## Data for this task
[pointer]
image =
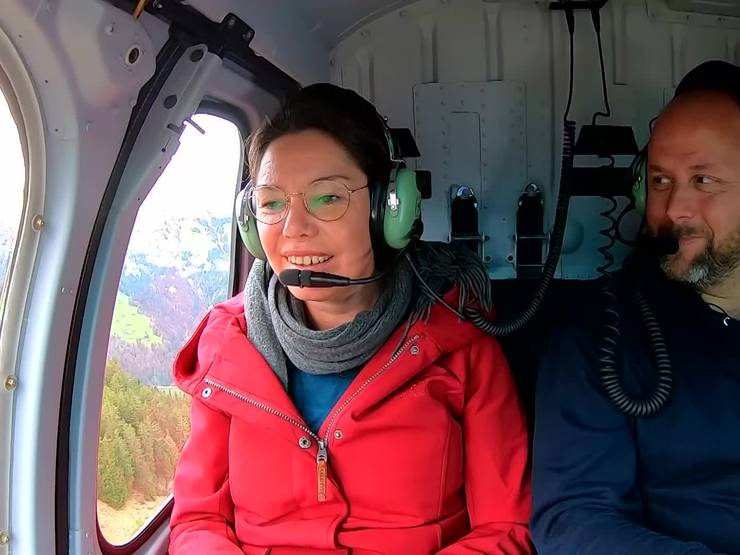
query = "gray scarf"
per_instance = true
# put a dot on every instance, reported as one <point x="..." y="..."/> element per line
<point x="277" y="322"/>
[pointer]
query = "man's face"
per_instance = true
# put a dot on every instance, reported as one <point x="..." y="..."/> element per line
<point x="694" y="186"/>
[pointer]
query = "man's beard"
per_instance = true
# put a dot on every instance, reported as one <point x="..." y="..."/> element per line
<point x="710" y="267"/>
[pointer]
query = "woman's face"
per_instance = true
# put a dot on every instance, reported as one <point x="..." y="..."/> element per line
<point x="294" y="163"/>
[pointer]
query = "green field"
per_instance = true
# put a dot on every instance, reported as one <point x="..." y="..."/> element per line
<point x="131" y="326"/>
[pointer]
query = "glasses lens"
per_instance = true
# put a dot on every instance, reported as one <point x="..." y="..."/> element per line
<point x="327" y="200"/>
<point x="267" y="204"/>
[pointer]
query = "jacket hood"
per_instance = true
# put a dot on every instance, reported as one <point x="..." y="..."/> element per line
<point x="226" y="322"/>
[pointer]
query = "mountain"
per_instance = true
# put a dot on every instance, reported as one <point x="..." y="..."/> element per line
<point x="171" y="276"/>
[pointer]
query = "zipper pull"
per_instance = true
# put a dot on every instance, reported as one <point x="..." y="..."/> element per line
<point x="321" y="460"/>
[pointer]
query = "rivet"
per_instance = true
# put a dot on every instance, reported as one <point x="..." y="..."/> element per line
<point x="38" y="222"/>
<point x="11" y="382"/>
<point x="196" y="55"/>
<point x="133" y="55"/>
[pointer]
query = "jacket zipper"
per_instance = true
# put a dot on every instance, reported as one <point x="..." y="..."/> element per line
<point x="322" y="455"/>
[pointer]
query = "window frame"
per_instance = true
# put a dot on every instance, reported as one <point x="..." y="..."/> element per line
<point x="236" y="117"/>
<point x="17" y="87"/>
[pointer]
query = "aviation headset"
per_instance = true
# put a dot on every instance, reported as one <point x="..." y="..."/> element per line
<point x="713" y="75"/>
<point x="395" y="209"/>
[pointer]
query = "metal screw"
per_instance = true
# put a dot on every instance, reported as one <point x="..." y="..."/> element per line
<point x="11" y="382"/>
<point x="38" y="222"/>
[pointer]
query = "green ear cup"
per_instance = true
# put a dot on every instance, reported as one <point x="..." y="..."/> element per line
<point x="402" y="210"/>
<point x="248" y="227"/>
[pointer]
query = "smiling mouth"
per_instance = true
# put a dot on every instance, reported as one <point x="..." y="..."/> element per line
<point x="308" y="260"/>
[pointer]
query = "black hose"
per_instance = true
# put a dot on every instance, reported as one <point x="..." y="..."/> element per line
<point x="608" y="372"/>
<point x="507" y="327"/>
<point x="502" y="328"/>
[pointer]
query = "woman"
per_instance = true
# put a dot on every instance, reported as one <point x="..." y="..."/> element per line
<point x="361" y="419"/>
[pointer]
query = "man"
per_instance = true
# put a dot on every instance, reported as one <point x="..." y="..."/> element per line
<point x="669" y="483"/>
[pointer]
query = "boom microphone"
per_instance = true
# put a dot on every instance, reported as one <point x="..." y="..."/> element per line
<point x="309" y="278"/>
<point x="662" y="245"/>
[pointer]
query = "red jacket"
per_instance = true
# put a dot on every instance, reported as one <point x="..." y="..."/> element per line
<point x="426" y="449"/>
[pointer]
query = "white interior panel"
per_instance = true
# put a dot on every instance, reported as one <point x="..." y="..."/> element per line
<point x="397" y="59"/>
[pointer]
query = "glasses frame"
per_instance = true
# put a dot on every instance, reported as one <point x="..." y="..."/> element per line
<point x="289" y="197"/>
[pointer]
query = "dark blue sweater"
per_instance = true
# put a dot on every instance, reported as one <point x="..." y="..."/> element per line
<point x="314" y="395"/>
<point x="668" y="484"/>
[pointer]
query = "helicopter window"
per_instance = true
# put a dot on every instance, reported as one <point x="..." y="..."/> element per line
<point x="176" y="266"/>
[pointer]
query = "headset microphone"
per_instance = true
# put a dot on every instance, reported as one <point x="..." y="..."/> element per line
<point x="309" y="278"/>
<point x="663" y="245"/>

## What you should do
Copy the listing exactly, omitting pictures.

## Response to the task
[pointer]
image =
query = "gray scarf"
per_instance = true
# put a dot on every instance, reported as one <point x="..." y="..."/> element per line
<point x="277" y="322"/>
[pointer]
query = "man's face"
per_instance = true
# put a dot on every instance, reported as one <point x="..." y="..."/> element per line
<point x="694" y="186"/>
[pointer]
query = "man's beard"
per_instance = true
# put a dot on every instance, reported as one <point x="..." y="..."/> element per line
<point x="710" y="267"/>
[pointer]
query = "woman's face"
per_instance = true
# put a dot on every instance, reported as one <point x="..." y="..."/> element per line
<point x="294" y="163"/>
[pointer]
query = "green field"
per_instance = true
# put a dot on every instance, reported as one <point x="..." y="..."/> element per line
<point x="131" y="326"/>
[pointer]
query = "glasses lens"
per_instance = true
# put a dot on every instance, reported as one <point x="..." y="..."/> element per line
<point x="327" y="200"/>
<point x="267" y="204"/>
[pointer]
query = "jacket hood"
per_instance = true
# put a dot on every instance, reported as one <point x="..." y="..."/> element per line
<point x="226" y="322"/>
[pointer]
query = "mountain"
per_instance = true
# put a dot on every instance, reported as one <point x="..." y="..."/> element per line
<point x="171" y="276"/>
[pointer]
query = "zipper pull"
per_instance = true
# put a dot on every instance, reported as one <point x="..." y="..."/> element per line
<point x="321" y="460"/>
[pointer]
query = "rivet"
per_instance = true
# put a dot on every instance, reported as one <point x="..." y="..."/> element per line
<point x="38" y="222"/>
<point x="11" y="382"/>
<point x="196" y="55"/>
<point x="133" y="55"/>
[pointer]
query = "jacket zipper"
per_instance = true
# put a dot on every instance, reported as one <point x="..." y="..."/> element per line
<point x="322" y="455"/>
[pointer]
query = "window frame"
per_instance = true
# put a dot on every instance, reported as one <point x="..." y="..."/> element per line
<point x="236" y="117"/>
<point x="17" y="87"/>
[pointer]
query = "aviation headset"
per_instance = true
# put a dot on every instance, reported as one <point x="..." y="..."/> element per line
<point x="713" y="75"/>
<point x="395" y="209"/>
[pointer]
query = "metal screw"
per_instance = true
# put a dot on every instance, reported as one <point x="..." y="..."/> element per line
<point x="11" y="382"/>
<point x="38" y="222"/>
[pointer]
query = "green ear cup"
per_instance = true
# put a dot on every instance, reported as one <point x="..." y="..."/> element per line
<point x="402" y="210"/>
<point x="248" y="227"/>
[pointer]
query = "smiling mouth"
per_instance = true
# put a dot on every instance, reported as one <point x="..." y="..."/> element per line
<point x="308" y="260"/>
[pointer]
query = "black hose"
per_instance = true
# put a dot on every instance, reported as one <point x="..." y="..."/> element per line
<point x="608" y="372"/>
<point x="507" y="327"/>
<point x="502" y="328"/>
[pointer]
query = "woman"
per_instance = true
# put a dot on every instance, reported as one <point x="..." y="..."/> element per line
<point x="361" y="419"/>
[pointer]
query = "man"
per_instance = true
# put a dot on every instance, reported as one <point x="..." y="..."/> element per line
<point x="669" y="483"/>
[pointer]
query = "boom microphone"
per_instance = true
# put a dot on every instance, reported as one <point x="..." y="..."/> element per line
<point x="309" y="278"/>
<point x="662" y="245"/>
[pointer]
query = "red jacket"
per_instance = true
# put a dot on every instance, reported as one <point x="..." y="..."/> element per line
<point x="426" y="449"/>
[pointer]
query = "white interior panel"
per_instance = true
# put a dot on every instance, reported as one <point x="..." y="..."/> element per line
<point x="397" y="59"/>
[pointer]
query = "glasses frame"
per_instance = true
# put a dot on every instance, reported as one <point x="..." y="..."/> element per line
<point x="289" y="197"/>
[pointer]
query = "dark blue sweater"
per_instance = true
# put a dot on every instance, reported as one <point x="..." y="..."/> element per line
<point x="314" y="395"/>
<point x="668" y="484"/>
[pointer]
query = "helicopter window"
per_instance = true
# put a dot on every instance, reported as one <point x="..." y="..."/> element per line
<point x="176" y="266"/>
[pointer]
query = "headset microphone"
per_instance = true
# put a dot on every instance, reported as one <point x="..." y="..."/> element per line
<point x="309" y="278"/>
<point x="663" y="245"/>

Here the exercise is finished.